Given entries:
........

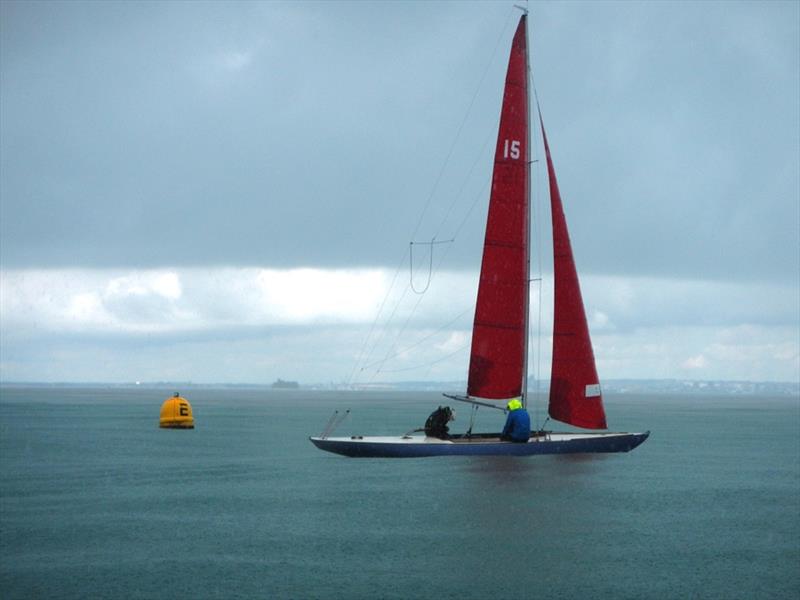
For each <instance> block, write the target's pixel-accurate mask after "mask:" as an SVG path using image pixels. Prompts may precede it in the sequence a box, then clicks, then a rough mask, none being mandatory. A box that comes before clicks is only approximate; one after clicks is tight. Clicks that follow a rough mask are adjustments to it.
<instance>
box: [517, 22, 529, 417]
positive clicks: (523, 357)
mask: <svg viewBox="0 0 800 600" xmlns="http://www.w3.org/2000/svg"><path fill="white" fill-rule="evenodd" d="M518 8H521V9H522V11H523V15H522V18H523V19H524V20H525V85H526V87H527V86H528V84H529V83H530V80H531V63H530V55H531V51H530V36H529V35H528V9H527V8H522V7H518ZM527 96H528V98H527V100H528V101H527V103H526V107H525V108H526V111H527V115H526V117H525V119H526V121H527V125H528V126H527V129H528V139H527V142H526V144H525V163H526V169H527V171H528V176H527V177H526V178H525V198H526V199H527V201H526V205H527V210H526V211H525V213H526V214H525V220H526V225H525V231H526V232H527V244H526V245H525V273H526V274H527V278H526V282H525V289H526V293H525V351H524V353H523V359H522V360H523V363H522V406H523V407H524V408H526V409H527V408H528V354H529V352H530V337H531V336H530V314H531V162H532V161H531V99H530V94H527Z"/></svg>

........

Problem requirements: Word for word, restate the whole listing and drop the images.

Output of the task:
For each <instance> block, write the target's pixel-accurate mask after "mask:" as an SVG path using image pixels. Prompts may precede it in the sequence a box, then clicks, then a rough mask, none being mandatory. A box that comes before clicks is only approximate; one after clicks is tight. Clicks that follow a rough mask are adjustments to it.
<instance>
box: [517, 22, 529, 417]
positive clicks: (523, 357)
mask: <svg viewBox="0 0 800 600" xmlns="http://www.w3.org/2000/svg"><path fill="white" fill-rule="evenodd" d="M518 8H521V9H522V11H523V15H522V18H523V19H524V20H525V85H526V87H527V86H528V84H529V83H530V80H531V63H530V55H531V51H530V36H529V35H528V9H527V8H522V7H518ZM527 96H528V98H527V100H528V101H527V103H526V107H525V108H526V111H527V115H526V117H525V119H526V121H527V125H528V126H527V129H528V139H527V142H526V144H525V163H526V169H527V171H528V176H527V177H526V178H525V198H526V199H527V201H526V205H527V210H526V211H525V213H526V214H525V220H526V225H525V231H526V232H527V244H526V245H525V273H526V274H527V278H526V282H525V289H526V293H525V351H524V353H523V359H522V360H523V363H522V406H523V407H524V408H526V409H527V408H528V354H529V352H530V337H531V336H530V314H531V162H532V161H531V99H530V94H527Z"/></svg>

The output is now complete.